Document extract:
=-=-=-=-=

Every time the United States must resort to diplomacy or international institutions or anything other than brawny and unilateral military action, we hear a chorus (usually from conservatives but sometimes elsewhere) lamenting our declining influence in the world. It’s sort of a corollary to the dubious doctrine of American Exceptionalism: whenever we have to behave like a regular country and recognize limits to our power, then we’re clearly not Exceptional any more!

The Harvard Kennedy School’s Ali Wyne addresses past and present laments of American decline in a web-exclusive item for Ten Miles Square today, and importantly notes that most narratives of “decline” posit some false golden age of American influence. Yet fears of “declinism” have persisted throughout:

Whether one thinks that the U.S. is presently a bystander to international affairs, “America the bystander” has been a persistent theme over the past seven decades. One of the paradoxes of the postwar era, in fact, is that while the U.S. has managed to accumulate an inordinate amount of influence—reflected in its development of and centrality within a liberal international system—it has often appeared (and been characterized as) impotent at certain moments, and even during significant stretches.

=-=-=-=-=

Records to use:
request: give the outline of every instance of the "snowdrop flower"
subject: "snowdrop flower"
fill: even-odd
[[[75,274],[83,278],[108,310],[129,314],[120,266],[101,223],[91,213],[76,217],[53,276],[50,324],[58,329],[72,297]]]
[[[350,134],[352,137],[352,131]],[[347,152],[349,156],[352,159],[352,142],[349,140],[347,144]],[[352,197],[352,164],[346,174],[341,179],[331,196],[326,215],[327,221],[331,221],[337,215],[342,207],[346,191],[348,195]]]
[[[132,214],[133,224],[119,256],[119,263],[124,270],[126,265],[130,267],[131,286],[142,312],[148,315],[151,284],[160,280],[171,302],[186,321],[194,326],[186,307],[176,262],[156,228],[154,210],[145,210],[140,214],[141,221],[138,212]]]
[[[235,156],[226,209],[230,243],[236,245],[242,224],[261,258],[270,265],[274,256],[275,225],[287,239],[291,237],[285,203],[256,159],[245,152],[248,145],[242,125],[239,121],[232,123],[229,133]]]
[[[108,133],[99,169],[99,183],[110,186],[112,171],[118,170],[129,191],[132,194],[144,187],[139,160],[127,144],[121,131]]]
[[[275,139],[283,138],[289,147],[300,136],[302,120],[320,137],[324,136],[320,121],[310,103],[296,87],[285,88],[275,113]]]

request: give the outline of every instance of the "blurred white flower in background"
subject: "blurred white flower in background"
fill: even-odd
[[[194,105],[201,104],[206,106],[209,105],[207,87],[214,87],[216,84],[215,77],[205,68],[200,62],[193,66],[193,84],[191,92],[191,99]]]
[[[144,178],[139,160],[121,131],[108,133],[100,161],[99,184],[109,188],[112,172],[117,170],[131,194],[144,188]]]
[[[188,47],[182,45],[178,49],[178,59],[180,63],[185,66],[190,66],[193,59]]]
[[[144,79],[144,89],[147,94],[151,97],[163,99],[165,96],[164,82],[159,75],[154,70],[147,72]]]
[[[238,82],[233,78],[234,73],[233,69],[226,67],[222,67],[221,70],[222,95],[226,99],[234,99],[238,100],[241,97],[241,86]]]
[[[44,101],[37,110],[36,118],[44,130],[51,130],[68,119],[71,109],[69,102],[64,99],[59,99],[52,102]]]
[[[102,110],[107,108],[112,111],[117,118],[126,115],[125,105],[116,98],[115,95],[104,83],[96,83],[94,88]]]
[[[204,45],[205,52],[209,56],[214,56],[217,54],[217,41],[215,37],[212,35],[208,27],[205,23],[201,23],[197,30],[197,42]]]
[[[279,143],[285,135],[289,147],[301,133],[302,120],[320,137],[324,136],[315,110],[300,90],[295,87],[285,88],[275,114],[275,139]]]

=-=-=-=-=

Parts of the exercise:
(1) In the passage on American decline, over what span of time does it say "America the bystander" has been a persistent theme?
(2) Please extract every line of the listing that contains the string "flower", matching case exactly.

The solutions:
(1) The past seven decades.

(2)
request: give the outline of every instance of the "snowdrop flower"
subject: "snowdrop flower"
request: give the outline of every instance of the "blurred white flower in background"
subject: "blurred white flower in background"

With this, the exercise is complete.